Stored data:

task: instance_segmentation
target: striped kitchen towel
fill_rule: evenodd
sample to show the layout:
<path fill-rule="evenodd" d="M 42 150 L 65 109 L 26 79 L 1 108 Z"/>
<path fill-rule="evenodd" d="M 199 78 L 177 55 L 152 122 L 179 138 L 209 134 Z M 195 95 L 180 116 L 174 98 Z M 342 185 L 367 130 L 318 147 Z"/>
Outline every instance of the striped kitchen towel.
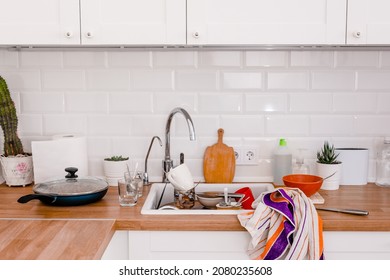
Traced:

About this exercise: All entries above, minus the pictures, should be repeated exactly.

Expected answer:
task: instance_segmentation
target: striped kitchen towel
fill_rule: evenodd
sample to show the layout:
<path fill-rule="evenodd" d="M 42 150 L 65 109 L 26 79 L 1 108 Z"/>
<path fill-rule="evenodd" d="M 199 78 L 177 55 L 152 122 L 179 138 L 209 134 Z M 195 95 L 180 116 L 174 98 Z M 342 185 L 367 130 L 318 147 Z"/>
Outline every instance of the striped kitchen towel.
Traced:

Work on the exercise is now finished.